Fragmento dado
________________________
El principal problema de Pablo Iglesias es que se ha creído la leyenda que él mismo ha fabricado sobre su propia figura. “Nosotros somos los bárbaros de Constantino Cavafis”, se autoelogia, se autopiropea en referencia a Podemos en el libro que publicó hace poco: Pablo Iglesias. Verdades a la cara. Recuerdos de los años salvajes (Navona), un libro hecho a su imagen y semejanza, pero que ni siquiera ha escrito él mismo. La edición - es decir, el curro de machaca, el que realmente se ha puesto delante del ordenador a teclear durante horas - ha correspondido a Aitor Rivero, periodista afín que ha transcrito diligentemente lo que le decía Pablo Iglesias. Iglesias sentado en el diván aliviando sus penas; un periodista tomando notas a su lado. En el fondo es la imagen, la metáfora más perfecta de lo que ha significado Podemos: una plataforma donde Pablo Iglesias hablaba de sí mismo, edificaba su figura y su leyenda, y sus bases asentían con la cabeza. 

Memorias a contracorriente

“Lo último que me apetecía hacer tras dejar la política institucional era escribir un libro de memorias. De hecho, no he sido capaz de hacerlo”, se excusa Pablo Iglesias en la introducción del libro. “Las memorias tienen algo de ajuste de cuentas meditado y de vanidad. En los libros de memorias se ejecutan venganzas con precisión de cirujano y se suelen hacer autorretratos generosos con uno mismo”. En esto tiene toda la razón del mundo. El único problema es que él ha hecho en este libro exactamente lo mismo que ha criticado - y, encima, ha dejado por escrito -, porque la obra es una laudatio a su persona y su obra, sin atisbo de autocrítica.
________________________
Registros aportados
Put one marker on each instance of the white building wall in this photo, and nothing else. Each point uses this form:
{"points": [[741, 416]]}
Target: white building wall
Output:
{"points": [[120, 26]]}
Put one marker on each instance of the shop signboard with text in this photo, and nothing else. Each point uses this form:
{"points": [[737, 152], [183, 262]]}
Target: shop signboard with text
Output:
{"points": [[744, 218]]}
________________________
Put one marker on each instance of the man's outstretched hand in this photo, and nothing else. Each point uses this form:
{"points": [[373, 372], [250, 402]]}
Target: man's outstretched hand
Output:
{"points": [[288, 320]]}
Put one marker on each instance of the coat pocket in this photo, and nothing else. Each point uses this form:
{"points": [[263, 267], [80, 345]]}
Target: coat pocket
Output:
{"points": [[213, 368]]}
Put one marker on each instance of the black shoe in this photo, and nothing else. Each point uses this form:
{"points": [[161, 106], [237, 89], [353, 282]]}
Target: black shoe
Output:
________________________
Continúa el artículo sobre el libro de Pablo Iglesias a partir de su última frase.

Ernest Folch y Jaume Roures me convencieron de que el acoso que había vivido desde que entré en el Gobierno había que escribirlo

pablo iglesias

Es una retahíla, un lamento de todos los males que, según él, lo han acechado, intentado destruir - a él y a su familia - y aún siguen persiguiéndolo. La temida prensa (los latigazos a La Sexta y a Ferreras son de aúpa), las perversas cloacas, el lawfare (Guerra jurídica) , la conspiración metódica y sumamente bien organizada, milimétricamente orquestada y generosamente financiada para destruirlo a él y a su legado. Él, que como deja entrever en el libro, era una especie de Mesías que venía a salvar la política de todos sus males. Y que, como Jesucristo en el monte del Calvario, tuvo que sufrir persecución y dura penitencia y ser condenado a la cruz por orden de temibles herejes que no entendían la trascendencia de su evangelio. 

Ernest Folch y Jaume Roures simplemente me convencieron de que el acoso que había vivido desde que entré al Gobierno había que contarlo”, reconoce sin tapujos en la primera página. Y acto seguido desvela a bocajarro: “Acepté con una condición: yo no iba a escribir una mierda”. Así, en castellano claro. Por lo que se contactó a un periodista que, supuestamente, le tiró de la lengua. “En la revisión de los capítulos, yo mismo me asustaba de la crudeza y la violencia con la que expresaba algunas cosas”, reconoce Pablo Iglesias en la introducción. “[Aquí] se toparán con lo que, a priori, yo habría querido ocultar: mi vulnerabilidad, mis amores y mis odios, mis enfados y mis bromas”.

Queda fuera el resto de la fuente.